Instructions to follow :: Repeat the data from the line with "Your task is straightforward. Given the image, detect white wall" to the line with "top-left (306, 7), bottom-right (640, 294)", substituting "whole-number" for "integer" and leaving everything else unchanged.

### Records for the task ###

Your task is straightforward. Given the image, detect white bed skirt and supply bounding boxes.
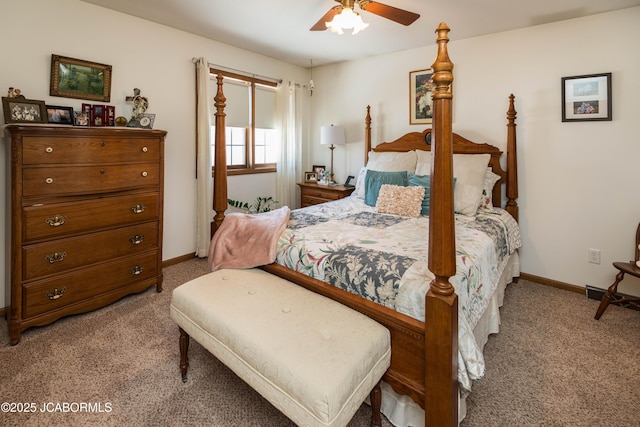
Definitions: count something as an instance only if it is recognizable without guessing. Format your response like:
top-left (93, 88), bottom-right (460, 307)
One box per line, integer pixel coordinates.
top-left (381, 252), bottom-right (520, 427)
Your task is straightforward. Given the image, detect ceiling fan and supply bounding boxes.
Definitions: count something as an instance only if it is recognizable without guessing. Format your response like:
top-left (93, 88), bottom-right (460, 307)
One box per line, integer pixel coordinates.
top-left (310, 0), bottom-right (420, 34)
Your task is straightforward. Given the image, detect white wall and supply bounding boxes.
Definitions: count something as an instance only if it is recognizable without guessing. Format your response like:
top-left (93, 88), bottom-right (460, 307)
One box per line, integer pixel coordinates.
top-left (306, 7), bottom-right (640, 294)
top-left (0, 0), bottom-right (309, 307)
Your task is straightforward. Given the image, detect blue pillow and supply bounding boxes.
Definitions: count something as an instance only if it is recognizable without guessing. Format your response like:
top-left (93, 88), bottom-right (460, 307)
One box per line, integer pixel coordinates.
top-left (364, 169), bottom-right (409, 206)
top-left (409, 173), bottom-right (431, 215)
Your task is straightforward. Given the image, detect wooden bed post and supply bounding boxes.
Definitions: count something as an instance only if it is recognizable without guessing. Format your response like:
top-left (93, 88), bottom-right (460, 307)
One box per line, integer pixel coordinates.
top-left (364, 105), bottom-right (373, 166)
top-left (505, 94), bottom-right (519, 221)
top-left (425, 22), bottom-right (458, 427)
top-left (211, 73), bottom-right (228, 237)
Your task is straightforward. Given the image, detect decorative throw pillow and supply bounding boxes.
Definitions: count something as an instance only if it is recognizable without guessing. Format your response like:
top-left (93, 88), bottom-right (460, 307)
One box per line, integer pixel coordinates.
top-left (478, 168), bottom-right (500, 212)
top-left (409, 173), bottom-right (431, 215)
top-left (364, 169), bottom-right (409, 206)
top-left (376, 184), bottom-right (424, 218)
top-left (453, 154), bottom-right (491, 216)
top-left (367, 150), bottom-right (418, 173)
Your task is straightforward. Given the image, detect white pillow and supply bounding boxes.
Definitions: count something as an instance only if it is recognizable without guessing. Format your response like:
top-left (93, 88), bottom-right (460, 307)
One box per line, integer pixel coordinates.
top-left (367, 150), bottom-right (418, 173)
top-left (416, 150), bottom-right (431, 175)
top-left (353, 151), bottom-right (418, 200)
top-left (453, 154), bottom-right (491, 216)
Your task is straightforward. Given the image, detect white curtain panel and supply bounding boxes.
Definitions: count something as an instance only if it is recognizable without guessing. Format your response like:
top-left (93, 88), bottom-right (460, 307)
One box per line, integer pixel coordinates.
top-left (276, 82), bottom-right (306, 209)
top-left (196, 57), bottom-right (214, 257)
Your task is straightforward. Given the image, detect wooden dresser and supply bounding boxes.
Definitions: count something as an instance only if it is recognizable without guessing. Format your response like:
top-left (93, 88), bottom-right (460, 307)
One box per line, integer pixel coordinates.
top-left (298, 182), bottom-right (355, 208)
top-left (5, 125), bottom-right (166, 345)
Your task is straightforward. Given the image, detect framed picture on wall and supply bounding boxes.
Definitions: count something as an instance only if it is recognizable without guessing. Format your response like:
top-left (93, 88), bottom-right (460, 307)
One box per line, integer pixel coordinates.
top-left (409, 68), bottom-right (433, 125)
top-left (562, 73), bottom-right (612, 122)
top-left (49, 54), bottom-right (112, 102)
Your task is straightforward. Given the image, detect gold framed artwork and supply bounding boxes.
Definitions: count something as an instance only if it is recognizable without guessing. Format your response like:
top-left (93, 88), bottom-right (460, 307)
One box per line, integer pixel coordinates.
top-left (49, 54), bottom-right (111, 102)
top-left (409, 68), bottom-right (433, 125)
top-left (562, 73), bottom-right (612, 122)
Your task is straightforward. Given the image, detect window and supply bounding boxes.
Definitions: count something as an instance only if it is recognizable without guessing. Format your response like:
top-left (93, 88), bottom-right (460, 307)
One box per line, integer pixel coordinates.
top-left (210, 68), bottom-right (280, 175)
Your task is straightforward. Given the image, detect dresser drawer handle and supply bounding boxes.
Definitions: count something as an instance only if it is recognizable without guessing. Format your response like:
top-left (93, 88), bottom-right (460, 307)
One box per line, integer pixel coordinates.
top-left (129, 234), bottom-right (144, 245)
top-left (44, 215), bottom-right (67, 227)
top-left (45, 252), bottom-right (67, 264)
top-left (129, 265), bottom-right (144, 276)
top-left (47, 288), bottom-right (67, 301)
top-left (131, 205), bottom-right (145, 214)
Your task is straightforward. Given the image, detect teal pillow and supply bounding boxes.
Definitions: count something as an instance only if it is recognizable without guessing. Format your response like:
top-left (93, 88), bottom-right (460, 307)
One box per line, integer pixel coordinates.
top-left (364, 169), bottom-right (409, 206)
top-left (409, 173), bottom-right (431, 216)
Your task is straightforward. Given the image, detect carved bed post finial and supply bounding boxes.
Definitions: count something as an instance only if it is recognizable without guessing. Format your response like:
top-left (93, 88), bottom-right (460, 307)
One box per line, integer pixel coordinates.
top-left (424, 23), bottom-right (458, 427)
top-left (364, 105), bottom-right (373, 166)
top-left (211, 73), bottom-right (228, 236)
top-left (505, 94), bottom-right (519, 221)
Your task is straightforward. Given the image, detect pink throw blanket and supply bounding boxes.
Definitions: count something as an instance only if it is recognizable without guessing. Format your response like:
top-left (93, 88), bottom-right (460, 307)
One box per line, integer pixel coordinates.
top-left (209, 206), bottom-right (290, 271)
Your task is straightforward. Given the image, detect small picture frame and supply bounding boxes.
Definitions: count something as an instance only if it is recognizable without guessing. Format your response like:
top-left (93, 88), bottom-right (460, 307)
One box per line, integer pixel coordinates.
top-left (47, 105), bottom-right (75, 125)
top-left (104, 105), bottom-right (116, 126)
top-left (73, 111), bottom-right (91, 126)
top-left (138, 113), bottom-right (156, 129)
top-left (561, 73), bottom-right (613, 122)
top-left (304, 172), bottom-right (318, 183)
top-left (2, 97), bottom-right (47, 124)
top-left (49, 54), bottom-right (112, 102)
top-left (90, 105), bottom-right (104, 126)
top-left (409, 68), bottom-right (433, 125)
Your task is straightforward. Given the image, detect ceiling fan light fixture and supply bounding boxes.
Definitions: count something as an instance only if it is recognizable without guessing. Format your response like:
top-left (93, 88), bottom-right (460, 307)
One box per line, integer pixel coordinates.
top-left (326, 7), bottom-right (369, 34)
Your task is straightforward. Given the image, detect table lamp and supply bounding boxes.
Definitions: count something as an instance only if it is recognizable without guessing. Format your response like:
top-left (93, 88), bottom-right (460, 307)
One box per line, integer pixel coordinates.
top-left (320, 125), bottom-right (345, 184)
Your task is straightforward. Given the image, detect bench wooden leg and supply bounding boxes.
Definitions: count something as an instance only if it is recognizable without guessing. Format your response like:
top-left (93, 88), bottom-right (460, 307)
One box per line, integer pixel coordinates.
top-left (369, 381), bottom-right (382, 427)
top-left (178, 328), bottom-right (189, 383)
top-left (595, 271), bottom-right (624, 320)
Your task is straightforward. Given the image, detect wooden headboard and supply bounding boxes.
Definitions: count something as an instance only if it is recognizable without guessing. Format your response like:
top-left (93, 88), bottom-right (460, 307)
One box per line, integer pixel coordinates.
top-left (364, 95), bottom-right (518, 220)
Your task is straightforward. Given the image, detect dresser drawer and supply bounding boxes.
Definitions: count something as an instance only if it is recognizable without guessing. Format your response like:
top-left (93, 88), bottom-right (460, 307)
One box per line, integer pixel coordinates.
top-left (23, 136), bottom-right (160, 165)
top-left (22, 251), bottom-right (158, 317)
top-left (22, 163), bottom-right (160, 197)
top-left (22, 193), bottom-right (160, 242)
top-left (22, 222), bottom-right (158, 280)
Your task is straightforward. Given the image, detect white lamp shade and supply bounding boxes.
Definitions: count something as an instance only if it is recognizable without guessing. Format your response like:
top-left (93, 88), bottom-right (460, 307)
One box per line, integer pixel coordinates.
top-left (320, 125), bottom-right (345, 145)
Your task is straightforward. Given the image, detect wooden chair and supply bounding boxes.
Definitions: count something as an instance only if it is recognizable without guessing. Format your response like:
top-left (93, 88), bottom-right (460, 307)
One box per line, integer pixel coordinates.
top-left (595, 224), bottom-right (640, 320)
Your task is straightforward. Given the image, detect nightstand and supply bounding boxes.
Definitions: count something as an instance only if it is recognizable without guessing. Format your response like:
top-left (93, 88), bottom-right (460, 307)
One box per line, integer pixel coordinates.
top-left (298, 182), bottom-right (355, 208)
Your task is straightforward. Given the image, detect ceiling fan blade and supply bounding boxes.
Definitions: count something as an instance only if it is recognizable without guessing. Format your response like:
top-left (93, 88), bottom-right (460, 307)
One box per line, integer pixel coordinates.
top-left (309, 6), bottom-right (342, 31)
top-left (359, 0), bottom-right (420, 25)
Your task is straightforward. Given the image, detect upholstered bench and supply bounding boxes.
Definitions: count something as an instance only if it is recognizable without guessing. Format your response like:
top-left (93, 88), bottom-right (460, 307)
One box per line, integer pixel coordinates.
top-left (171, 269), bottom-right (391, 426)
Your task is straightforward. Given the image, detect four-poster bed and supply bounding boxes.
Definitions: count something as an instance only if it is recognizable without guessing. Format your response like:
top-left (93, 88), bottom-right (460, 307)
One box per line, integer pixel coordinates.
top-left (212, 23), bottom-right (518, 426)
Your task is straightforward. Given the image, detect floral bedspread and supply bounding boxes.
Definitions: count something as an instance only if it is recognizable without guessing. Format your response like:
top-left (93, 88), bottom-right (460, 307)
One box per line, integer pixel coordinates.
top-left (276, 196), bottom-right (521, 390)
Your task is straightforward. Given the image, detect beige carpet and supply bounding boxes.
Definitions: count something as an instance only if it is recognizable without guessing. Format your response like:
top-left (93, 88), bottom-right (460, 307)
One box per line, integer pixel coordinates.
top-left (0, 260), bottom-right (640, 427)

###

Written answer ::
Your task is straightforward. Given the image, detect white wall and supply bounding boxes.
Definitions: count something as an instance only if it is recognizable without guessing. Format your response like:
top-left (93, 88), bottom-right (460, 307)
One box per line, whole-number pixel coordinates.
top-left (306, 7), bottom-right (640, 294)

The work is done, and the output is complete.